__EXCERPTED TEXT__
╭──

On a day when many boats have been out fishing in the fjord and the bins of fish heads keep arriving by fork lift from inside the factory, the older brother cuts between 60 and 85 kilograms of tongues, he says.
With his mother’s or father’s help, he then bags them at home and sells them directly to customers and via a community Facebook page for between 60 to 65 Norwegian Kroner a kilo — earnings that can add up to as much as US $460 for a half day’s work.
Fortnite coins, LED lights for his room and video gaming chairs are a few of the things Mogens has purchased with his earnings in years past. This year, he says, he’ll begin saving for a car.
Girls cut in at least the same numbers as boys most years (sometimes more — those aforementioned video games are a big distraction).
Amalie Hansen, 16, and her sister Ella, 11 — in addition to their 8-year-old twin siblings who are embarking on their first tongue-cutting season this year — also work outside the factory cutting tongues.

╰──

__TASKS FOR THIS EXERCISE__
a – In the passage about fish-tongue cutting, what does Mogens say he will begin saving for this year?
b – Pick up the passage about fish-tongue cutting after its final sentence and carry it forward.

__LISTED ENTRIES__

╭──

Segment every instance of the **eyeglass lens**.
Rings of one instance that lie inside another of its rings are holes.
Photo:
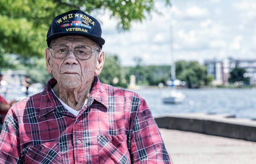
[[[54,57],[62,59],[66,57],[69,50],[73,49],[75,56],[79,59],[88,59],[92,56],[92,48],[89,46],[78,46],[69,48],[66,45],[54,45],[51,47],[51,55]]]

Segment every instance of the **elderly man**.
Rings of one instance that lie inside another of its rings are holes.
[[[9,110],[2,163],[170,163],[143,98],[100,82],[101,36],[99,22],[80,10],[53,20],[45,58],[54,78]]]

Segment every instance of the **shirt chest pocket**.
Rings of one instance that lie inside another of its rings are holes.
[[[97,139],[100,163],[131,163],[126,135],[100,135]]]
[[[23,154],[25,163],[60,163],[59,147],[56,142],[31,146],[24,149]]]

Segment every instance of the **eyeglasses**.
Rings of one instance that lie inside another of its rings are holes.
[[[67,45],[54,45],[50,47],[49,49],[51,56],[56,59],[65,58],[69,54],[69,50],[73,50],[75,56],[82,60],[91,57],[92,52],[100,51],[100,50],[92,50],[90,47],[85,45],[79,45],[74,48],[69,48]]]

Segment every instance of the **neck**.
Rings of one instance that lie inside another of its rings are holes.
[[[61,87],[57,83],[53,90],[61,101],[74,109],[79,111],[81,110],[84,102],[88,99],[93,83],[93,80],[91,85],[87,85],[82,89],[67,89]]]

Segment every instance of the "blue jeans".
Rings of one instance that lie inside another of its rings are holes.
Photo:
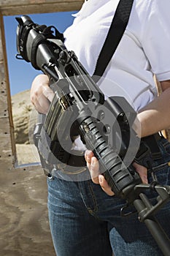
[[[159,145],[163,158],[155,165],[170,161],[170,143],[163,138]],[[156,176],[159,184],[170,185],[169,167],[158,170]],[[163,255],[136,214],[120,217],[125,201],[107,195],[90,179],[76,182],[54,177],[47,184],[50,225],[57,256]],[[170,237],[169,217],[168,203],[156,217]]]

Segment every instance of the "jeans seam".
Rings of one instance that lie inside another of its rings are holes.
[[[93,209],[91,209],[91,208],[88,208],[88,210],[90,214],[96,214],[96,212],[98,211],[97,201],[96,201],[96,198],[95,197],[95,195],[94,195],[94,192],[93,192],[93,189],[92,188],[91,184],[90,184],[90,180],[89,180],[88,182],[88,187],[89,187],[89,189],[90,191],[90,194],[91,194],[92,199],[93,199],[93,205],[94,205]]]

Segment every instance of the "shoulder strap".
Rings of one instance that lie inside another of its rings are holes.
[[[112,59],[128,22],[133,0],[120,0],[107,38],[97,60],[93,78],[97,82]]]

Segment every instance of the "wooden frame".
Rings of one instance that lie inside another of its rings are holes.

╰──
╭──

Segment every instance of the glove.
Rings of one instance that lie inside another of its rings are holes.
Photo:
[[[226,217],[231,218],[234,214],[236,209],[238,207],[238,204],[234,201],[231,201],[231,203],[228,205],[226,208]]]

╰──

__ANSWERS TO THE EXERCISE__
a – A car.

b –
“There’s a lot of focus on the tongue-cutting here, it’s a kind of happening,” says Amalie, adding that this will be her last year cutting — the unwritten rules in these parts also say that by age 17, it’s time to leave the younger kids to carry the torch and reap the benefits.
Last year, says Hansen, she earned nearly $3,000 and bought a bunad — Norway’s elaborate national costume, worn at the country’s national day in May and other important events.
“There are a lot of people who are really sick of (cutting tongues) and who don’t want to do it because of the cold and the smell. But it feels very fresh standing outside and working,” she says.
“You get in the shower and go to bed at the end of the day knowing you earned a lot of money, quick and easy.”
That easy part, however, is debatable.
The technique and the culinary reward
The tongue-cutting technique usually involves some version of using one hand to lock your thumb and another finger into the eye sockets of a fish head that can be as large as a dinner plate — followed by smashing the throat-side onto a metal pick positioned on the rim of the bin full of heads.
This serves to push the fish’s mouth open, exposing its tongue, which the kids then slice with a single, deft motion that removes it as well as part of the chin and jowls, still attached.
The gelatinous mass is the size of your palm and the texture of raw chicken.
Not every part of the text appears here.